→ Given request A:
Extract every line of the rows below that contains the string "there", and copy each such line in full. Case counts.

→ Text provided:
********
Anonymous Anonymous said...

Hmm, just 'examined' an m.a.thesis on the rajneesh movement (remember the oregon ranch)! It made me revisit a lot of things like Krishnamurti and Gurdjieff - even Chogyam Trungpa Ringpoche (Boulder, Colorado). And Crocco's 'inside the instant'.
'thought , which is matter, cannot seek that which is beyond time, for thought is memory, and the experience in that memory is as dead as the leaf of last autumn.' (Krishnamurti, Meditations, 1969.) 'It was one of those lovely mornings that have never been before. The sun was just coming up and you saw it between the eucalyptus and the pine. ......'
Agenanda Bharati wrote a useful bk called 'Light at the Center, context and pretext in modern mysticism,' right up your alley I surmise....
********
→ Dataset extract:
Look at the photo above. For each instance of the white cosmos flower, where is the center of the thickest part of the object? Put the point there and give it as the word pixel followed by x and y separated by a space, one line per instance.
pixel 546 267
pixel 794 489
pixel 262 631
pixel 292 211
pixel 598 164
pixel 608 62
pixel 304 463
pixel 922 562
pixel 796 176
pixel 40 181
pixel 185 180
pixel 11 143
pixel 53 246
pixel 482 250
********
→ Given request B:
According to the comment about the Rajneesh movement thesis, why can thought not seek what lies beyond time? Answer in one to three sentences.

→ Result A:
Look at the photo above. For each instance of the white cosmos flower, where is the center of the thickest part of the object? Put the point there and give it as the word pixel followed by x and y separated by a space, one line per instance.

→ Result B:
Thought cannot seek what is beyond time because thought is memory. The experience held in that memory is as dead as the leaf of last autumn.